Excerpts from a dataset

______

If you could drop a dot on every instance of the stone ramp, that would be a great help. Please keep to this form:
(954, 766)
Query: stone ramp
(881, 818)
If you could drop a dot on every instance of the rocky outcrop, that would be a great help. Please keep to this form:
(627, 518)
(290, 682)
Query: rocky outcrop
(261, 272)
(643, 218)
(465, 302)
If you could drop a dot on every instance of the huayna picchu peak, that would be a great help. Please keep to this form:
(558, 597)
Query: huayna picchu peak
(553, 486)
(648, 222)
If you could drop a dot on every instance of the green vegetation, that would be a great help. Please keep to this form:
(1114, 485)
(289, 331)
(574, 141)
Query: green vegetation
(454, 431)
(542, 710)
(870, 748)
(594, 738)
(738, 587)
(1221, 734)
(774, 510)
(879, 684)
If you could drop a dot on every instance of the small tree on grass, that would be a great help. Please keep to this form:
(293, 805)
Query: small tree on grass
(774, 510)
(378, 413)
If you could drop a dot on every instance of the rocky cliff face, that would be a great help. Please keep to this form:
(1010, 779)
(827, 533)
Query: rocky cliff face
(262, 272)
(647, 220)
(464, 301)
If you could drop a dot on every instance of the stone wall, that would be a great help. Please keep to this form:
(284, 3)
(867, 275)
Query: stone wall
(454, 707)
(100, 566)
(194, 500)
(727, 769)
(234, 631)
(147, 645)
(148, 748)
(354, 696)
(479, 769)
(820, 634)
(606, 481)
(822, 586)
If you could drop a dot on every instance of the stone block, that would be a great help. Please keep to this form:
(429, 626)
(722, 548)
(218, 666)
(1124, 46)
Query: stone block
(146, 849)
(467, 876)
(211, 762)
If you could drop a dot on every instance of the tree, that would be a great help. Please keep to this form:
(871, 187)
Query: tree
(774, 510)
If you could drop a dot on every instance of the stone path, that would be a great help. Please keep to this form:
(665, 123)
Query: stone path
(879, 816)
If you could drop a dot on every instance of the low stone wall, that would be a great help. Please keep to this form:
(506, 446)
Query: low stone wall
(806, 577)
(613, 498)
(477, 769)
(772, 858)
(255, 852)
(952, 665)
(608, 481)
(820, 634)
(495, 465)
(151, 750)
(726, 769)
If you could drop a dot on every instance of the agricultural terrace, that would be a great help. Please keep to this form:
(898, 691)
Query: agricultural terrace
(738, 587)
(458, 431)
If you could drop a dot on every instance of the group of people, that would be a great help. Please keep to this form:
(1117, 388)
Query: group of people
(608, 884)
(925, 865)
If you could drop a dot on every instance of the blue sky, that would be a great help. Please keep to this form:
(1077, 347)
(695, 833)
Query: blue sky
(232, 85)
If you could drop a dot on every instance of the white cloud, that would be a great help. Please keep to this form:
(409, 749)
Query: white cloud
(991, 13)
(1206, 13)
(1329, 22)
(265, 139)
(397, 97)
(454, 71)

______

REQUIRED WORK
With nothing omitted, set down all of the records again.

ANSWER AREA
If you could drop a dot on every instance of the stone ramp, that would be a great help. Please keep to this form:
(954, 766)
Query: stone ramp
(881, 818)
If you could drop a dot on every instance of the rocky outcrop, that would be a great help. Please keep to this form:
(627, 518)
(290, 682)
Query: rocky outcrop
(261, 272)
(643, 218)
(465, 302)
If you could drop a dot on every instance of the huayna picchu peak, that would be a great help. Please keep to this form:
(558, 597)
Query: huayna picchu peak
(553, 486)
(648, 222)
If you could drop a dot on every instance of the green vegetation, that would be a great help. Please keep to this form:
(1114, 485)
(289, 331)
(574, 141)
Query: green vegetation
(454, 431)
(542, 710)
(870, 748)
(594, 738)
(738, 587)
(1221, 734)
(774, 510)
(879, 684)
If you could drop a dot on every instance of the small tree on grass, that would be a great help. Please keep to this form:
(293, 805)
Query: small tree on grass
(774, 510)
(378, 413)
If you could drop a dot on every instance of the rocky cliff face, that would be a great help. Please keep to this form:
(1010, 779)
(827, 533)
Query: rocky cliff face
(262, 272)
(647, 220)
(464, 301)
If you could drop a dot on every instance of the stone wall, that would be a great help. Please keep to this form:
(284, 3)
(867, 275)
Query: stone wall
(454, 707)
(100, 566)
(194, 500)
(727, 769)
(234, 631)
(147, 645)
(148, 748)
(354, 696)
(479, 769)
(820, 634)
(606, 481)
(822, 586)
If you could drop a dot on every instance of the stone block, that would be a great help. Please keep to this form:
(429, 626)
(722, 548)
(218, 666)
(1124, 46)
Query: stone block
(146, 849)
(467, 876)
(211, 762)
If you could drop a dot on every instance of the tree, that would be a great help. Please keep to this form:
(871, 187)
Query: tree
(774, 510)
If you could drop a dot on every instance of the stone path, that would be a great help. Please keep to this form:
(665, 123)
Query: stone path
(879, 816)
If you could drop a dot on every instance of the low stone wall, that would be a great help. Please keep to this form:
(506, 446)
Query: low stone wall
(806, 577)
(613, 498)
(477, 769)
(772, 858)
(255, 852)
(952, 665)
(608, 481)
(820, 634)
(495, 465)
(151, 750)
(726, 769)
If you could drop a dot on every instance of the agricultural terrace, that would be a great help. Please keep to this form:
(898, 691)
Query: agricultural terrace
(738, 587)
(458, 431)
If you could drop a dot on every instance of the group of people, that would be a great help. Please keep to this form:
(1117, 388)
Query: group of people
(608, 884)
(925, 865)
If you could drop a dot on every instance of the blue sky, that would be a great help. Please keep to this form:
(1077, 347)
(695, 833)
Query: blue sky
(232, 85)
If you could drop a dot on every instance of the white cloud, that would be a great help. Please keep to this form:
(409, 749)
Query: white cloud
(991, 13)
(1206, 13)
(1329, 22)
(265, 139)
(397, 97)
(454, 71)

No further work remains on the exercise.